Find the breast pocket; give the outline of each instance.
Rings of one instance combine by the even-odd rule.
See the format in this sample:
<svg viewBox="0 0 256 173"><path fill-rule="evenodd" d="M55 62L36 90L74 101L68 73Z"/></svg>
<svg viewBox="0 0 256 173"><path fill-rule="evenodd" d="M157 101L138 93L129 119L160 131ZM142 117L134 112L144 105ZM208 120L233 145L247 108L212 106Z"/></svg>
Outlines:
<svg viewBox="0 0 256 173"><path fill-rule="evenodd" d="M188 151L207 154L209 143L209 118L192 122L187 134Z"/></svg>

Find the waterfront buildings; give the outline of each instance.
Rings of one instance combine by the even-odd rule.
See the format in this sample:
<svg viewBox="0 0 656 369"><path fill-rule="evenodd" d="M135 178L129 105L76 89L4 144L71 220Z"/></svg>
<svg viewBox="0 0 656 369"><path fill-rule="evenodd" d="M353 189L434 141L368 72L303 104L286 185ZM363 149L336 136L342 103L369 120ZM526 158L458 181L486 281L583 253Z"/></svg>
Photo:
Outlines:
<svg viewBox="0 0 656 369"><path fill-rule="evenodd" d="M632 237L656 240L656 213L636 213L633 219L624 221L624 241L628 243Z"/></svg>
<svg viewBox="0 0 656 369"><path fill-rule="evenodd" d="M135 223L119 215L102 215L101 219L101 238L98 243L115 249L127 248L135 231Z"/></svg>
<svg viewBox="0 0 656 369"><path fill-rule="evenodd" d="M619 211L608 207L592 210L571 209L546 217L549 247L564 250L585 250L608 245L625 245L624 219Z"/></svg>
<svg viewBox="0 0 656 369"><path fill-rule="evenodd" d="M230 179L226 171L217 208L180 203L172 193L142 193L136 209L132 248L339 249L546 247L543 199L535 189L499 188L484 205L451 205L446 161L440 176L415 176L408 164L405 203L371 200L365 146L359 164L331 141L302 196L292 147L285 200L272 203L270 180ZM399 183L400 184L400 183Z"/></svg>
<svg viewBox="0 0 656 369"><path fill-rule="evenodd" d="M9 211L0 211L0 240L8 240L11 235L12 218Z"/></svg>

■ **Exercise aim**: Update the records above by replacing "even-odd rule" with "even-odd fill rule" wherever it occurs, leaving every other line unchanged.

■ **Exercise output**:
Find the breast pocket; give the outline of each instance.
Rings of one instance combine by the even-odd fill rule.
See the format in this sample:
<svg viewBox="0 0 256 173"><path fill-rule="evenodd" d="M55 62L36 90L74 101L68 73Z"/></svg>
<svg viewBox="0 0 256 173"><path fill-rule="evenodd" d="M157 101L138 93L129 119L160 131ZM142 117L134 112L144 105ZM208 120L233 145L247 108L212 106Z"/></svg>
Outlines:
<svg viewBox="0 0 256 173"><path fill-rule="evenodd" d="M188 151L207 154L209 143L209 118L192 122L187 134Z"/></svg>

Find the waterfront buildings; give the outline of each instance.
Rings of one instance combine by the even-odd fill rule.
See the format in this sample:
<svg viewBox="0 0 656 369"><path fill-rule="evenodd" d="M135 178L129 105L76 89L4 144L71 220Z"/></svg>
<svg viewBox="0 0 656 369"><path fill-rule="evenodd" d="M353 189L434 141L368 72L303 104L286 185ZM363 149L336 136L342 103L369 120ZM526 158L458 181L486 281L583 253Z"/></svg>
Photo:
Outlines:
<svg viewBox="0 0 656 369"><path fill-rule="evenodd" d="M632 237L656 240L656 213L636 213L633 219L624 221L624 241L628 243Z"/></svg>
<svg viewBox="0 0 656 369"><path fill-rule="evenodd" d="M135 223L119 215L102 215L101 219L101 238L98 243L115 249L127 248L135 231Z"/></svg>
<svg viewBox="0 0 656 369"><path fill-rule="evenodd" d="M619 211L608 207L592 210L571 209L546 217L549 247L564 250L585 250L608 245L625 245L624 219Z"/></svg>
<svg viewBox="0 0 656 369"><path fill-rule="evenodd" d="M230 179L226 171L217 208L180 203L172 193L142 193L136 209L132 248L339 249L546 247L543 199L535 189L499 188L484 205L451 205L446 161L440 176L415 176L408 164L405 203L371 200L365 146L359 164L331 141L302 196L292 147L285 200L272 203L270 180ZM399 183L400 184L400 183Z"/></svg>
<svg viewBox="0 0 656 369"><path fill-rule="evenodd" d="M9 211L0 211L0 240L8 240L11 235L12 218Z"/></svg>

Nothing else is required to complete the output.